- WHAT IS ASKED:
Return nothing but the lines from the line containing "The response should indicate, for every instance of the chrome" through the last line of the records, reproduced exactly.

- RAW RECORDS:
** Start **
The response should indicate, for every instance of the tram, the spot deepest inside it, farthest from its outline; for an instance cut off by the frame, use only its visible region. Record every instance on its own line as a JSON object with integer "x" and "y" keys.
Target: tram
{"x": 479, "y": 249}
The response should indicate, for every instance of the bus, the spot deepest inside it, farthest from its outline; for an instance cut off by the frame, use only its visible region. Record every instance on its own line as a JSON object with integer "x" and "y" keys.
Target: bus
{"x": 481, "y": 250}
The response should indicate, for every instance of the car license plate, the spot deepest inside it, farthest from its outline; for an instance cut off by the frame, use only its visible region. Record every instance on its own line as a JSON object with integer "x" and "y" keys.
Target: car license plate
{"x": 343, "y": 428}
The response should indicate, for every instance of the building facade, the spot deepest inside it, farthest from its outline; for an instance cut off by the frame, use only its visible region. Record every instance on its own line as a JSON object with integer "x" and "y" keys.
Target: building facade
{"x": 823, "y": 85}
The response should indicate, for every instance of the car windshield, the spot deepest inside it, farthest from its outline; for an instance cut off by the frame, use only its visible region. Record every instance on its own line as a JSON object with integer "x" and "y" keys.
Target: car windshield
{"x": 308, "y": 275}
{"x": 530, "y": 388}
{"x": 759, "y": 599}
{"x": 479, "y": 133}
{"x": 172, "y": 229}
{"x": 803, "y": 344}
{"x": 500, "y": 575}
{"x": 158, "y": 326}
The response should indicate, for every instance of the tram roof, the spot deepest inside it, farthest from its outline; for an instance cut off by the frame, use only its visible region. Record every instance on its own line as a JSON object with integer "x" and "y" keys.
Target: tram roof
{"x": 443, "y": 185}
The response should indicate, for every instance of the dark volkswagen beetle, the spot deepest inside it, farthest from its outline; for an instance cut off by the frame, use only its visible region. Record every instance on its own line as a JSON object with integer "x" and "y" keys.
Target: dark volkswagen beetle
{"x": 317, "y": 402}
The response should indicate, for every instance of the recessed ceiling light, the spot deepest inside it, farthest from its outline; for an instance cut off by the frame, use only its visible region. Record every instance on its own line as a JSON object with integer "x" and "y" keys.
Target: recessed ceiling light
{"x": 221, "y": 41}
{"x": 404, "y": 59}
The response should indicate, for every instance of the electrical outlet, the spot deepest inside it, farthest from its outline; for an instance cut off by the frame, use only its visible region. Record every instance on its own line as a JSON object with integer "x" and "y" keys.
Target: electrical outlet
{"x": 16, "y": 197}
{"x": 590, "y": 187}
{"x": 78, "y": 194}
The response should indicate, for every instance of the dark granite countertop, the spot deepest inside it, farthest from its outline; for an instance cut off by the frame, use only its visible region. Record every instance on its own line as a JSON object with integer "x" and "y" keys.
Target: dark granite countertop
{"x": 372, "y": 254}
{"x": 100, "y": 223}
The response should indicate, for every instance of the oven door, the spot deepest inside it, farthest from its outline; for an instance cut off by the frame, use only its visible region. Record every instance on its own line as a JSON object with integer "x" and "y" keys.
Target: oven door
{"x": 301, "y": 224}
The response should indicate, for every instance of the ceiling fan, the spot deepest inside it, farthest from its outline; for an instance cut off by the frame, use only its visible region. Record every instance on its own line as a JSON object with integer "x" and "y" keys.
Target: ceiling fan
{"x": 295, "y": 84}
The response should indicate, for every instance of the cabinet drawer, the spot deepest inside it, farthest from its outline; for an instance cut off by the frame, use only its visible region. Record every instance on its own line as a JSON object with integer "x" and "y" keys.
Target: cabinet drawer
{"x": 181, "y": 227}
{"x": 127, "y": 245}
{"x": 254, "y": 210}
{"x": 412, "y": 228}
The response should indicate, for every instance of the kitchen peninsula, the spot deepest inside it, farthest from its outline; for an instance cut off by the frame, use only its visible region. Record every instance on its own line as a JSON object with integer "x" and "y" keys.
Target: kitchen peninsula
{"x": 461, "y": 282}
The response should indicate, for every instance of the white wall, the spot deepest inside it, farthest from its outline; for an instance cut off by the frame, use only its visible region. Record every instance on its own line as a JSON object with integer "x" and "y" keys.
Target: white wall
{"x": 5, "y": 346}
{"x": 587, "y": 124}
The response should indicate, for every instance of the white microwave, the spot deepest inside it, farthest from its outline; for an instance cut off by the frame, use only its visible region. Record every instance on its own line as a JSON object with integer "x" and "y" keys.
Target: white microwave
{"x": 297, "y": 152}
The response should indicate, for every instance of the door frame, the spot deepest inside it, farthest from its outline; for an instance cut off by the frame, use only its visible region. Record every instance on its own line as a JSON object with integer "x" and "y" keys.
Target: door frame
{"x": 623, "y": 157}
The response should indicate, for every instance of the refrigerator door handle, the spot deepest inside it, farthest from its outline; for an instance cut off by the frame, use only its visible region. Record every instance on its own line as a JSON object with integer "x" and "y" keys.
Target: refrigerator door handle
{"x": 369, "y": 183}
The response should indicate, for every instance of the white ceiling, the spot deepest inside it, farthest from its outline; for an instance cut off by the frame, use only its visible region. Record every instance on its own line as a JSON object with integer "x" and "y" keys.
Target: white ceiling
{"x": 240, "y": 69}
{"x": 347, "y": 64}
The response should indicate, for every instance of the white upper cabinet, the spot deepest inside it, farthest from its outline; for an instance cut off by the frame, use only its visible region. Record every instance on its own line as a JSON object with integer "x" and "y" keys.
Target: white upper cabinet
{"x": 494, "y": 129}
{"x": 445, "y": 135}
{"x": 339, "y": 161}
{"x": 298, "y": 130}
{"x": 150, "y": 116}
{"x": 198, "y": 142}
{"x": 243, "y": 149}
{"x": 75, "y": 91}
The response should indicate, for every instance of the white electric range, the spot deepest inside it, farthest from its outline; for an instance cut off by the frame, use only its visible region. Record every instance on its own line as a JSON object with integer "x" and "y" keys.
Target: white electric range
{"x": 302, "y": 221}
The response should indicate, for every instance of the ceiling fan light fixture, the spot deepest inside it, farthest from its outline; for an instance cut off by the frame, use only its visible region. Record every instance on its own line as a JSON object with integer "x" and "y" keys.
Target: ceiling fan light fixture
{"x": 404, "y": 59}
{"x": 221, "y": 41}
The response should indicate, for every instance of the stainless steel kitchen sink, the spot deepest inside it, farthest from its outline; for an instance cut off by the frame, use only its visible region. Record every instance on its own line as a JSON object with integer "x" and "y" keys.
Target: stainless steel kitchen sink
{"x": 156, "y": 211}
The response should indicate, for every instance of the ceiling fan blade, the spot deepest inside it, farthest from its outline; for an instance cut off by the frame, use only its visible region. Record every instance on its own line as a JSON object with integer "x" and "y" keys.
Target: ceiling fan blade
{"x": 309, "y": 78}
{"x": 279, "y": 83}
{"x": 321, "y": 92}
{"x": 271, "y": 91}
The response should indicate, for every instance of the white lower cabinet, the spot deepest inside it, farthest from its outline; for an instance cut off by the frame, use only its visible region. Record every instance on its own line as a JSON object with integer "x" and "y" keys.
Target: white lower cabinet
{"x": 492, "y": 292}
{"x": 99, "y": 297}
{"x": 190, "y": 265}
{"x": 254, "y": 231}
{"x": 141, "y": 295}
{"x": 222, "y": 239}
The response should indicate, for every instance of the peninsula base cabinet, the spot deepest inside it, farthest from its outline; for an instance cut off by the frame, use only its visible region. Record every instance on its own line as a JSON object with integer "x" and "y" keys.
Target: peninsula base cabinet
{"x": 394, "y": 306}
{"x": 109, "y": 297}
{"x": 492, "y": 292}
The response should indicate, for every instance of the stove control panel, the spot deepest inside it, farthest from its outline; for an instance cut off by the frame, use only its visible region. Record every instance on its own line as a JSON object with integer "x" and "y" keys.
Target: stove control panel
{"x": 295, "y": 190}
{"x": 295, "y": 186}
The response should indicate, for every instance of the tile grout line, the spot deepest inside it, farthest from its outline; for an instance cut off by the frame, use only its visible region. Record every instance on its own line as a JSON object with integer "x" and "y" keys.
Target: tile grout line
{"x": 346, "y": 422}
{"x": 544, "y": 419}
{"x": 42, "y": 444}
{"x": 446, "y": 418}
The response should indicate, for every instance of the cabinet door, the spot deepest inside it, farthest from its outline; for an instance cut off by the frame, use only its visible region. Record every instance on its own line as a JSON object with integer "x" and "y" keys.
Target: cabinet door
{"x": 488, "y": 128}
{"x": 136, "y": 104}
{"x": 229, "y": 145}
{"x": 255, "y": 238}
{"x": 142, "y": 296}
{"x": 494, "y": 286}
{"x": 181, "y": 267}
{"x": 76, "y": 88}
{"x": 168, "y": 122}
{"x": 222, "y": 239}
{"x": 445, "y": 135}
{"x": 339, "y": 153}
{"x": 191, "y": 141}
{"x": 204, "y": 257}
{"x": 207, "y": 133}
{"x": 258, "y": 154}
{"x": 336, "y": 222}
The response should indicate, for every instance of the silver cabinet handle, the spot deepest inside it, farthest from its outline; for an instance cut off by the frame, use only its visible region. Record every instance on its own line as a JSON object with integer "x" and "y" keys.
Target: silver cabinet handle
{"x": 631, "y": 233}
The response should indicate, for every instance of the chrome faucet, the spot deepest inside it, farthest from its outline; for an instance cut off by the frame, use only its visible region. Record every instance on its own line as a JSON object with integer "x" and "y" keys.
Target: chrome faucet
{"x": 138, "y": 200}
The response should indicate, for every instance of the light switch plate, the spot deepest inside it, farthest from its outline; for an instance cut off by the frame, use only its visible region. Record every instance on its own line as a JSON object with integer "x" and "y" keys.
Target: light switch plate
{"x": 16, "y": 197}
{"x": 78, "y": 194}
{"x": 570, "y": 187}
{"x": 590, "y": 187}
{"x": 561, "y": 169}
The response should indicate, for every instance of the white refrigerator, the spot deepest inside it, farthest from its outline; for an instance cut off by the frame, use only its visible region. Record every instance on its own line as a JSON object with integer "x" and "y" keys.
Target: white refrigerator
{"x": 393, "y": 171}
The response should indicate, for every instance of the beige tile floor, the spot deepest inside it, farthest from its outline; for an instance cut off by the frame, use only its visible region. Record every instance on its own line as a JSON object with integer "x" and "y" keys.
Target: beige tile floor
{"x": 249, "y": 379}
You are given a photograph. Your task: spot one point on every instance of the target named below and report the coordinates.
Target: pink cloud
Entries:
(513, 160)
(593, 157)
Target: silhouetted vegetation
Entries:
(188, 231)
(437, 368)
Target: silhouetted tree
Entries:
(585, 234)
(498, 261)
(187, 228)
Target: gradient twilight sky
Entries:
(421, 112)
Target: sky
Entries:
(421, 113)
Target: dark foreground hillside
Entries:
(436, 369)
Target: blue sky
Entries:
** End **
- THE COMPLETED TASK:
The response should indicate, for every instance of the chrome faucet, the spot deepest inside it, farthest from its outline; for an instance cut off by the frame, use only its visible region. Record every instance on its own line as a JSON object with integer "x" and "y" keys.
Target: chrome faucet
{"x": 138, "y": 200}
The response should indicate, for every instance of the light switch plate, the spot deepest inside it, farthest from its outline; for an instance cut off by the frame, use only its visible region. Record every instance on its own line as a JSON object with integer "x" and "y" keys.
Target: light switch plate
{"x": 16, "y": 197}
{"x": 78, "y": 194}
{"x": 570, "y": 187}
{"x": 590, "y": 187}
{"x": 561, "y": 169}
The response should indicate, for every instance of the white refrigerator, the spot deepest inside it, farthest from its outline; for an instance cut off by the frame, use only its visible region. Record every instance on its own line as a JSON object with integer "x" and "y" keys.
Target: white refrigerator
{"x": 393, "y": 171}
The response should indicate, for every instance of the beige tile floor, the spot deepest inside it, farthest from its outline; for an instance cut off by the frame, use only its visible region. Record every instance on its own line as a JSON object with integer "x" and "y" keys.
Target: beige tile floor
{"x": 249, "y": 379}
You are given a photograph. Your task: spot one point on every instance of the target named below and report the coordinates.
Target: pink cloud
Entries:
(513, 160)
(593, 157)
Target: silhouetted vegetation
Entries:
(188, 231)
(437, 368)
Target: silhouetted tree
Entries:
(585, 234)
(498, 261)
(187, 228)
Target: gradient twilight sky
Entries:
(421, 112)
Target: sky
Entries:
(421, 113)
Target: dark foreground hillside
Entries:
(436, 369)
Target: blue sky
Entries:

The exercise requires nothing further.